Which lines in the records contain the string "query"? Locate each one and copy it out.

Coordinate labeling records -
::::::::::

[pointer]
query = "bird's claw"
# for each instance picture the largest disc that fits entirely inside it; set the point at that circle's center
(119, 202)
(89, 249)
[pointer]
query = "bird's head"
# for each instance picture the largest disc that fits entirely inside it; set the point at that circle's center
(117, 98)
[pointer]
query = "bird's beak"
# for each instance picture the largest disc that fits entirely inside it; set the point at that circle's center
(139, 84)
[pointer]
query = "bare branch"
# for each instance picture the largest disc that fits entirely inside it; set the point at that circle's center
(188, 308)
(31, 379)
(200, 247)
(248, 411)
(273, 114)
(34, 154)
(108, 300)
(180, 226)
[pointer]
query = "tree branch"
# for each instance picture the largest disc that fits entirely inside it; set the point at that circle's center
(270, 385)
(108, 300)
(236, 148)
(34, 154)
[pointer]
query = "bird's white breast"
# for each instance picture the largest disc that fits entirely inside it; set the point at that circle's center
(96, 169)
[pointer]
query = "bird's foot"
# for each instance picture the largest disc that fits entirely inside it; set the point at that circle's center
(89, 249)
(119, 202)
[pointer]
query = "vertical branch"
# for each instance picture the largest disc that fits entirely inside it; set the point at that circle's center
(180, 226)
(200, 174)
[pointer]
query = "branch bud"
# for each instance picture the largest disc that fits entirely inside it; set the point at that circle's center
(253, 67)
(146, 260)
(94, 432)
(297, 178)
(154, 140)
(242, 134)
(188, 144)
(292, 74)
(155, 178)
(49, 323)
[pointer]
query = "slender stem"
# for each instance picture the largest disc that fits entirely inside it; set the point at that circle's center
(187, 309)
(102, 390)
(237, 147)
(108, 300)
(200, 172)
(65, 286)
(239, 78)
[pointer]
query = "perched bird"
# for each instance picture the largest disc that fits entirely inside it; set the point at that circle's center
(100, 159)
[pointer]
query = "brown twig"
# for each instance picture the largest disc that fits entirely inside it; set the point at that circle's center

::::::::::

RESPONSE BELOW -
query = "bird's claw"
query = "bird's head"
query = "bird's beak"
query = "bare branch"
query = "tree branch"
query = "bird's white breast"
query = "bird's foot"
query = "vertical branch"
query = "branch bud"
query = "slender stem"
query = "perched bird"
query = "brown twig"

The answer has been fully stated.